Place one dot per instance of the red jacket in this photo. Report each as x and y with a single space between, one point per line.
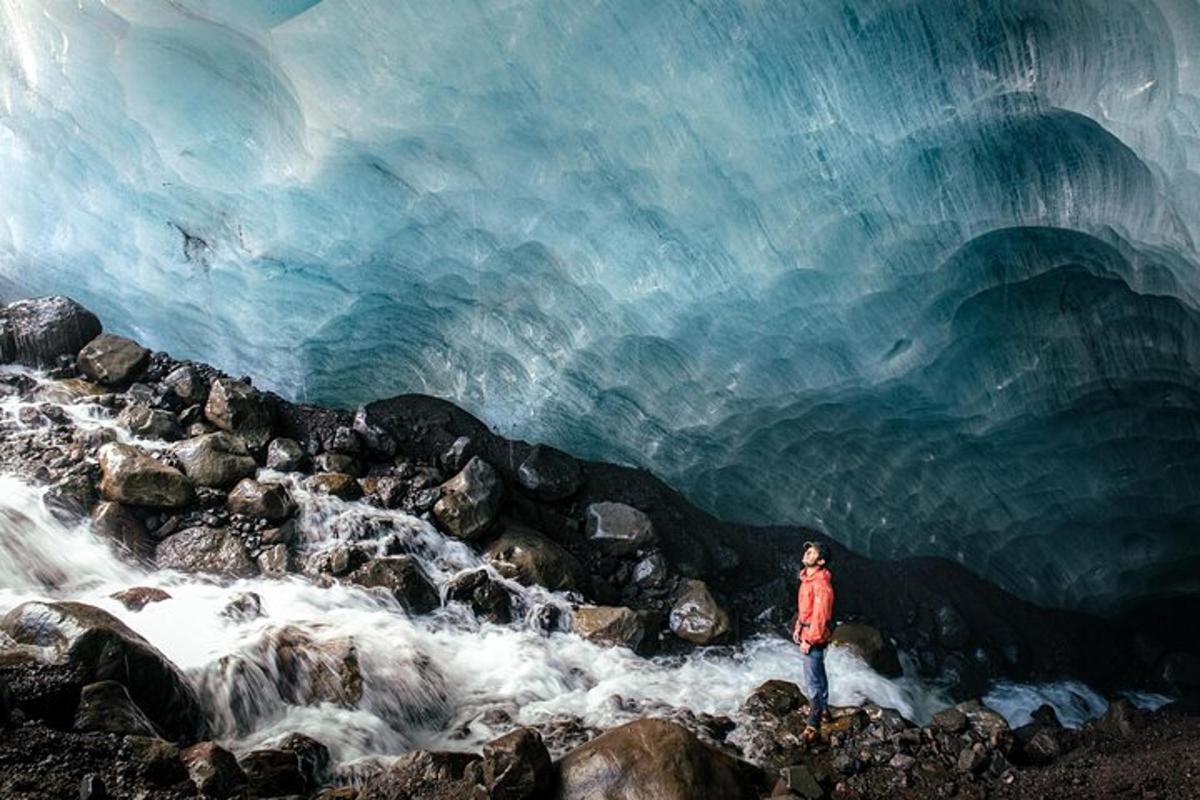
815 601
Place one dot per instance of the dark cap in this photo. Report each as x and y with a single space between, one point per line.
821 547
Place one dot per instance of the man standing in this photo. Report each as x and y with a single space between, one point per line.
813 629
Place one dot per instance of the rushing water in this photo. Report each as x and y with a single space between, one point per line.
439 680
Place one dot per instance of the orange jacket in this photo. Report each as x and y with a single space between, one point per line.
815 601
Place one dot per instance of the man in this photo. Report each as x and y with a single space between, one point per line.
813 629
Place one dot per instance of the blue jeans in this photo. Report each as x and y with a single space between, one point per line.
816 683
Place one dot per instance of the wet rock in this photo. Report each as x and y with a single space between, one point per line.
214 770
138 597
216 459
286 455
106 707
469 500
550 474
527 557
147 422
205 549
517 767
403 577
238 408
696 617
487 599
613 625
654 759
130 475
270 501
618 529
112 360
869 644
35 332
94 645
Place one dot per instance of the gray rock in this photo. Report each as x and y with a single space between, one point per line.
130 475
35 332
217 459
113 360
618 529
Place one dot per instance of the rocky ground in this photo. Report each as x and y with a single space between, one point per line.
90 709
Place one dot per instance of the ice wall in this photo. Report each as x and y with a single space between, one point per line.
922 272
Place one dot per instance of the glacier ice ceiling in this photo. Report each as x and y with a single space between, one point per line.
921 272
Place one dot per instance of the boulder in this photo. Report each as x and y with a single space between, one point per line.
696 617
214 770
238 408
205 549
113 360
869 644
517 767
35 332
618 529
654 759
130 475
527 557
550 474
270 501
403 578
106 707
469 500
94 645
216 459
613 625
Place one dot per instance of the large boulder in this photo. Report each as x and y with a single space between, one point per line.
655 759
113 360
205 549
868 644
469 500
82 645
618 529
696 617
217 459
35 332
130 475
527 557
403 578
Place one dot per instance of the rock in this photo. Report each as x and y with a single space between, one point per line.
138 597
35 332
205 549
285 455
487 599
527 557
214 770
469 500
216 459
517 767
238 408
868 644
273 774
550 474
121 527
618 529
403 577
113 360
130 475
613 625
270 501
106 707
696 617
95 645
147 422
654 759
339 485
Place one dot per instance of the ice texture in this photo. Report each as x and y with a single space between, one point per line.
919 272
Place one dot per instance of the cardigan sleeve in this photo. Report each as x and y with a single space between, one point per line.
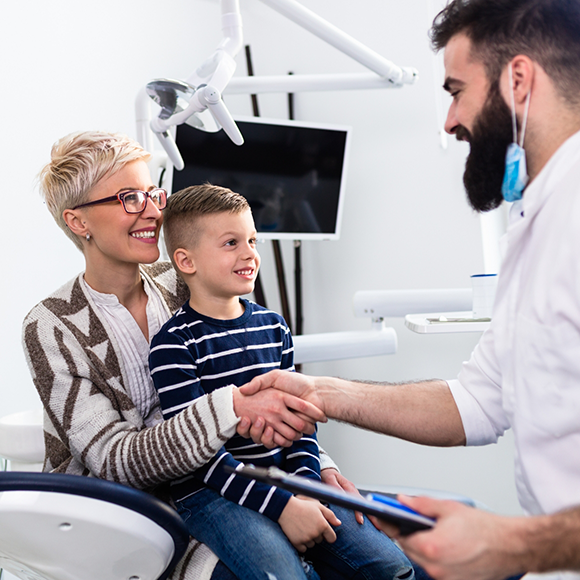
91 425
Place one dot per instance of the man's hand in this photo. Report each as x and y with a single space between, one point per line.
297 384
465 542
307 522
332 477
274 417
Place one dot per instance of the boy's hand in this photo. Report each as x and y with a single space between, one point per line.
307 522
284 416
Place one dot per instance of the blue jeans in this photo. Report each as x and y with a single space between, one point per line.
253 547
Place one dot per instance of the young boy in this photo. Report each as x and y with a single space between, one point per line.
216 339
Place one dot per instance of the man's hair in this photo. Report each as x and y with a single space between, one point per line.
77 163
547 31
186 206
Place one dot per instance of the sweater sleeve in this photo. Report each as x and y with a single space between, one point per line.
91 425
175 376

_Exercise brief_
Recopy the full listing exactly, passing over any picture.

_The answer_
Place one dot per instance of the red jacket in this photo. Report each as x and y with a single space between, one point per line.
815 601
Place one dot per instance of the dark cap in this photo. Report each as x and y with a single space between, one point per line.
821 547
Place one dot per instance of the man standing in this photo. Report each as x and y with a single space between, one point per line.
813 629
Place one dot per instance of the rushing water in this photo. Report each as x and y with a single space between, one point per line.
439 680
Place one dot per instance of the orange jacket in this photo. Report each as x and y with a single space between, one point per line.
815 601
Place one dot per instance of the man in this photo. Report each as x and y with a single space between, one point per line.
813 629
Place one dot per instance of the blue jeans in this photo. Report each as x and y with a single space between, one point per line.
816 683
Place one dot per instance of the wet rock in this photo. Report each as x and y with a single space between, one point per line.
214 770
138 597
216 459
286 455
106 707
469 500
550 474
527 557
147 422
205 549
517 767
403 577
238 408
696 617
487 599
613 625
654 759
130 475
270 501
618 529
112 360
869 644
35 332
94 645
Place one dot per instance of the gray rock in this photo. Report each as x and y with a single space between, one point per line.
130 475
35 332
217 459
113 360
618 529
Place one dot per instance of the rocky ground in this photo. Report each as x and y with a single space between, one point per line.
90 709
Place one dot per instance of the ice wall in this photo. Report each as x and y with a single space between, one point per line.
922 272
Place one dot per instance of the glacier ice ceiling in this photo. Report each as x and y with a single space between, one point per line.
921 272
Place one dot per instance of the boulder in this photo. Report each as x and y with a single space between, one point per line.
696 617
214 770
238 408
205 549
113 360
869 644
517 767
35 332
618 529
654 759
130 475
527 557
550 474
270 501
403 578
106 707
469 500
94 645
216 459
613 625
Place one dot per instance of the large boulder in this photo. Report each as x and y with a single space between, one point per line.
655 759
113 360
205 549
868 644
469 500
82 645
618 529
696 617
217 459
35 332
130 475
527 557
403 578
Place one dot per instance of the rock in this photo. Report each as x and y with a single space between, one point per line.
138 597
35 332
205 549
285 455
487 599
527 557
214 770
469 500
216 459
517 767
238 408
868 644
273 774
550 474
121 527
618 529
403 577
113 360
130 475
613 625
270 501
106 707
696 617
95 645
147 422
654 759
339 485
Place one dot per instance of the ice texture in this photo. Report each as x and y with a single space between, one point per line.
919 272
Place one dot per instance of the cardigan sleeve in this photo. Report each as x and y with a single space between, one point per line.
91 425
Place one dot per instance of the man's hand in this photo. Report each as x and y with a single space between, one point per line.
297 384
465 542
307 522
332 477
274 417
Place one dot per instance of the boy's hand in this photo. Report each as x and y with a single space between, one point per line.
307 522
284 416
Place one dot per instance of the blue jeans in this photo. Report each as x and y with a single space between, one point per line.
253 547
Place one dot per instance of the young boy in this photo. Report each as x and y with a single space between, one point per line.
216 339
Place one dot per instance of the man's hair in this photo. Report each as x and y with a single space between, one point per line.
77 163
547 31
186 206
Place one dot per instance of the sweater sleeve in this photo. Report each as x and y with a single space between, one point per line.
91 425
175 376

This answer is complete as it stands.